Instructions to follow
Here are the records. Write out exactly the lines between the one holding "# rows come back like column 217, row 22" and the one holding "# rows come back like column 74, row 230", inclusive.

#####

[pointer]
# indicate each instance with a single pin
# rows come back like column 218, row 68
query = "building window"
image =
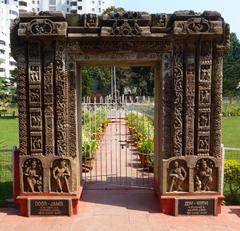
column 12, row 63
column 2, row 42
column 52, row 8
column 73, row 3
column 13, row 12
column 22, row 3
column 52, row 2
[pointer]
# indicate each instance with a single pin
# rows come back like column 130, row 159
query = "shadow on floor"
column 235, row 211
column 131, row 199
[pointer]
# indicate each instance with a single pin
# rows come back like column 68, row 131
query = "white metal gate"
column 110, row 151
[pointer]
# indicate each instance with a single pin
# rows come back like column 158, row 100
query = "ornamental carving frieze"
column 205, row 176
column 32, row 175
column 104, row 46
column 125, row 28
column 34, row 74
column 35, row 96
column 36, row 142
column 90, row 20
column 61, row 176
column 178, row 176
column 35, row 119
column 198, row 25
column 42, row 27
column 159, row 20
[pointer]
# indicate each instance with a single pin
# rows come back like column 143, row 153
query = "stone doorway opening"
column 186, row 49
column 117, row 127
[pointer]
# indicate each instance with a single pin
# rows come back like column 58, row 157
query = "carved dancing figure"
column 61, row 174
column 33, row 179
column 178, row 175
column 204, row 177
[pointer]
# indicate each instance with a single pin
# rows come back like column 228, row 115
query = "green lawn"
column 231, row 132
column 8, row 133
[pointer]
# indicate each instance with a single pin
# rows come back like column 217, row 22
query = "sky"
column 229, row 9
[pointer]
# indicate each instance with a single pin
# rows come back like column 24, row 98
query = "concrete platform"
column 124, row 210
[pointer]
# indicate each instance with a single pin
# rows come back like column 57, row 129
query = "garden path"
column 117, row 163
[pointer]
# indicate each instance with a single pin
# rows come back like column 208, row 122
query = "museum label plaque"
column 49, row 207
column 195, row 207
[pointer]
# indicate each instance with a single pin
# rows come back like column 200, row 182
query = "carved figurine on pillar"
column 177, row 174
column 32, row 177
column 61, row 173
column 203, row 178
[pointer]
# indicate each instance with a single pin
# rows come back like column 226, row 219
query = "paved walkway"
column 117, row 162
column 117, row 210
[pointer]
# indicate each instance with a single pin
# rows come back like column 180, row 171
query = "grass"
column 231, row 132
column 8, row 133
column 9, row 138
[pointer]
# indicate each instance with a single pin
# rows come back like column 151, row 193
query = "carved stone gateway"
column 185, row 48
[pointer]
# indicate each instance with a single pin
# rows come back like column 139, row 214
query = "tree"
column 113, row 9
column 231, row 68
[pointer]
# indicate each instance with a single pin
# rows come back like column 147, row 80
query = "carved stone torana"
column 204, row 175
column 32, row 175
column 177, row 175
column 167, row 105
column 43, row 27
column 61, row 174
column 22, row 102
column 187, row 50
column 189, row 103
column 178, row 100
column 204, row 100
column 49, row 100
column 61, row 100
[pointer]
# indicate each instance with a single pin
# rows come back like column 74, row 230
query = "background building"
column 9, row 9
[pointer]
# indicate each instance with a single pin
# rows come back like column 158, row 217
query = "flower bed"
column 142, row 131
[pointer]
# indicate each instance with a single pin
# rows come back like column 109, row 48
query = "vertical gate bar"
column 102, row 140
column 120, row 139
column 111, row 139
column 137, row 180
column 96, row 158
column 107, row 140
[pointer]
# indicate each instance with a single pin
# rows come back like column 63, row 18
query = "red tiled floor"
column 121, row 210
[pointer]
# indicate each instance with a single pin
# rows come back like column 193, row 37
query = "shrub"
column 232, row 179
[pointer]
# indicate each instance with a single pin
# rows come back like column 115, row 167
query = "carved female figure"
column 204, row 177
column 61, row 174
column 178, row 175
column 32, row 178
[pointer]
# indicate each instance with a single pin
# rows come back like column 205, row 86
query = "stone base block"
column 190, row 204
column 46, row 204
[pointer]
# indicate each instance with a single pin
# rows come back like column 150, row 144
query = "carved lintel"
column 42, row 27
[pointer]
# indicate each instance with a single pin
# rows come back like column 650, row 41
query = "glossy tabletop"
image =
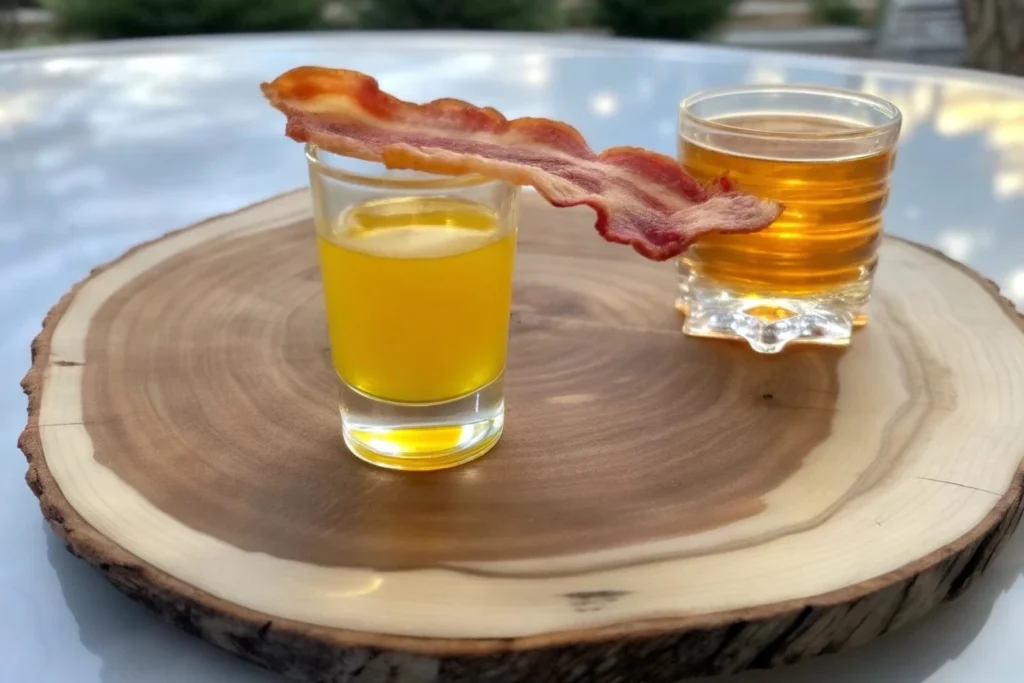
column 104, row 145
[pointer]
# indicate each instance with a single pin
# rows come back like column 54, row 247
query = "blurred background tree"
column 994, row 35
column 131, row 18
column 461, row 14
column 662, row 18
column 838, row 12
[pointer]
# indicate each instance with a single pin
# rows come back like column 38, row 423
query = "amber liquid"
column 827, row 237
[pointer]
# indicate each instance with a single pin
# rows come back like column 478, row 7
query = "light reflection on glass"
column 961, row 245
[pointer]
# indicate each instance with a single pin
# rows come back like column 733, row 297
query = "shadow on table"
column 134, row 645
column 914, row 653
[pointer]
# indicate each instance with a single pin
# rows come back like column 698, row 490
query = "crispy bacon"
column 642, row 199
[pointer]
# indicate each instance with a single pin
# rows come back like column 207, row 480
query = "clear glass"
column 826, row 155
column 417, row 272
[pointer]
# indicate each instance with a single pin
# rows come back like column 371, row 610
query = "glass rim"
column 866, row 130
column 427, row 181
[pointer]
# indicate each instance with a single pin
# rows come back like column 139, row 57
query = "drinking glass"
column 826, row 154
column 417, row 272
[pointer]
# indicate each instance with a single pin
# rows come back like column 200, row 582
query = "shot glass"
column 827, row 155
column 417, row 272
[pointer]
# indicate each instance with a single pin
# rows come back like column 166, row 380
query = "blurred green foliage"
column 130, row 18
column 662, row 18
column 460, row 14
column 839, row 12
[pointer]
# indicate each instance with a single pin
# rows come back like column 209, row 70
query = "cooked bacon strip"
column 641, row 198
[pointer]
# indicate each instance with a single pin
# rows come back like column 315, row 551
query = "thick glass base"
column 769, row 323
column 422, row 436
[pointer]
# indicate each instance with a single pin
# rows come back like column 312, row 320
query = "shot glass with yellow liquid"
column 417, row 272
column 826, row 154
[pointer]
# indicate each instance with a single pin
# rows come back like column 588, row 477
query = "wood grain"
column 658, row 506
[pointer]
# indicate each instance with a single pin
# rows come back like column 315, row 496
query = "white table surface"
column 104, row 145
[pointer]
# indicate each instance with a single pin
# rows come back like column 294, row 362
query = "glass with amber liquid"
column 826, row 155
column 417, row 272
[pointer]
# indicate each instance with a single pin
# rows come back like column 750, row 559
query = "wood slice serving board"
column 658, row 507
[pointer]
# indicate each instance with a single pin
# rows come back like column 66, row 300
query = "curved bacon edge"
column 642, row 199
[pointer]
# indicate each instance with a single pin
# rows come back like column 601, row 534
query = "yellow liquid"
column 829, row 233
column 418, row 293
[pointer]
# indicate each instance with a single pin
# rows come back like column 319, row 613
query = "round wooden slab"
column 658, row 506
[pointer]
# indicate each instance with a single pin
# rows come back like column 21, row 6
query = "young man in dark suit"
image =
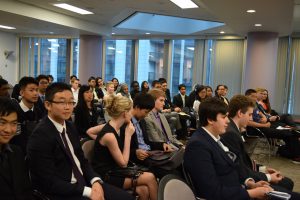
column 212, row 167
column 14, row 175
column 28, row 112
column 240, row 113
column 57, row 164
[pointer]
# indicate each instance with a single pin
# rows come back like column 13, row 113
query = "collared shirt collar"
column 24, row 107
column 134, row 120
column 212, row 136
column 5, row 147
column 58, row 126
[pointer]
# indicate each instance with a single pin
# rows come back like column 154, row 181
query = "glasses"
column 62, row 103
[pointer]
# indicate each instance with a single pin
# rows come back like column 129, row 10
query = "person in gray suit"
column 157, row 126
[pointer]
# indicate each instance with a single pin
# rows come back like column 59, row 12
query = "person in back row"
column 240, row 112
column 112, row 149
column 57, row 165
column 14, row 175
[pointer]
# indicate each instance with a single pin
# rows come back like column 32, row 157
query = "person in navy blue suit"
column 214, row 169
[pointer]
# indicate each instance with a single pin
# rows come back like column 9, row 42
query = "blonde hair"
column 115, row 105
column 109, row 83
column 156, row 93
column 261, row 90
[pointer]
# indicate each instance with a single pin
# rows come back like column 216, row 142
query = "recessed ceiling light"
column 7, row 27
column 251, row 11
column 73, row 8
column 184, row 4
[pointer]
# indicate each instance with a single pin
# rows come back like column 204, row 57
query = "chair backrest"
column 172, row 187
column 87, row 148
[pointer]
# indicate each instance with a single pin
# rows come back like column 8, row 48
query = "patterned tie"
column 79, row 177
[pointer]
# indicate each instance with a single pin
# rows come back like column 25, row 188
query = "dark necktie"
column 29, row 115
column 79, row 177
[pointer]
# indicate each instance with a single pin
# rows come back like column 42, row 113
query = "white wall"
column 9, row 66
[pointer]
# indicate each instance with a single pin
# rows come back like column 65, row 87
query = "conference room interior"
column 241, row 44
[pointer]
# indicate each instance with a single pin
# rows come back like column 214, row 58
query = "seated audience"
column 263, row 104
column 158, row 128
column 200, row 96
column 112, row 149
column 29, row 114
column 75, row 89
column 220, row 93
column 85, row 112
column 4, row 88
column 124, row 91
column 291, row 149
column 135, row 89
column 144, row 87
column 209, row 91
column 240, row 111
column 212, row 167
column 57, row 165
column 14, row 175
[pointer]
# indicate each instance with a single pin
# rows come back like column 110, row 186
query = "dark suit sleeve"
column 43, row 152
column 204, row 175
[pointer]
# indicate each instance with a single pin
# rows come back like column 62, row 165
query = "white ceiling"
column 41, row 17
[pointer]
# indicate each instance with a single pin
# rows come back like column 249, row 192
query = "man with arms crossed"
column 57, row 164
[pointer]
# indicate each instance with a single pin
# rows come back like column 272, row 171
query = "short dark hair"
column 155, row 82
column 91, row 78
column 42, row 76
column 239, row 102
column 250, row 91
column 209, row 109
column 7, row 106
column 143, row 101
column 181, row 86
column 162, row 80
column 3, row 82
column 55, row 88
column 26, row 80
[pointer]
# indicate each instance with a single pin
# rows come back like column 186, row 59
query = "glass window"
column 150, row 60
column 75, row 56
column 118, row 60
column 182, row 65
column 53, row 58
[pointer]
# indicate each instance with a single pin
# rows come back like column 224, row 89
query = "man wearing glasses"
column 57, row 165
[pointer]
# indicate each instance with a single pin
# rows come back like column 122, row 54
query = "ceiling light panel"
column 185, row 4
column 73, row 8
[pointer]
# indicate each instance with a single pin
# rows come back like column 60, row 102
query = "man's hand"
column 177, row 109
column 141, row 154
column 97, row 192
column 276, row 177
column 167, row 148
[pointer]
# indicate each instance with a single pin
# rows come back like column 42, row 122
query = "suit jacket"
column 15, row 183
column 50, row 167
column 214, row 175
column 135, row 144
column 177, row 101
column 155, row 133
column 232, row 139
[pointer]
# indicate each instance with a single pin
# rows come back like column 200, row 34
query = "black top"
column 85, row 119
column 103, row 161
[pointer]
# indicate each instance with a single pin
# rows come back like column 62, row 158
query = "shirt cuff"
column 87, row 191
column 269, row 177
column 248, row 179
column 96, row 179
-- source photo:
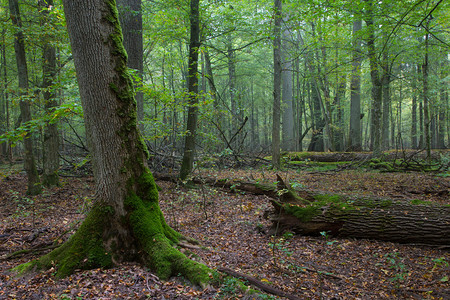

#####

Exercise answer
# rows come back like column 217, row 22
query = "sky"
column 229, row 9
[pointer]
# indicate each instance with a single pin
# rows come back like column 24, row 98
query = "concrete platform"
column 124, row 210
[pointer]
# indicate each instance with a single pin
# rows come back like column 57, row 129
query = "garden path"
column 117, row 163
[pointer]
# indicate each instance with a single pin
# rows come back like column 208, row 122
query = "museum label plaque"
column 49, row 207
column 195, row 207
[pointer]
# indicate each instance with a single pin
# rows come back like column 200, row 182
query = "carved figurine on pillar"
column 177, row 174
column 32, row 177
column 61, row 173
column 203, row 178
[pointer]
# indicate each instance with a single pin
# rows come back like column 226, row 219
query = "paved walkway"
column 117, row 162
column 117, row 210
[pointer]
# indicate each instance with a single pin
# rows come back like column 180, row 171
query = "grass"
column 231, row 132
column 8, row 133
column 9, row 138
[pointer]
# indicate each instance with a single pin
# rows come back like column 151, row 193
query = "carved stone gateway"
column 185, row 48
[pointer]
# indicate each instance with a single pin
# rows come back like column 139, row 214
query = "tree"
column 113, row 9
column 231, row 68
[pointer]
# indicate each instance with a single pin
# rows come back like column 147, row 80
query = "carved stone torana"
column 204, row 175
column 32, row 175
column 177, row 175
column 167, row 105
column 43, row 27
column 61, row 174
column 22, row 102
column 187, row 50
column 189, row 103
column 178, row 100
column 204, row 100
column 49, row 100
column 61, row 100
[pointer]
# indicate each instance with a single pin
# rows come back like column 74, row 230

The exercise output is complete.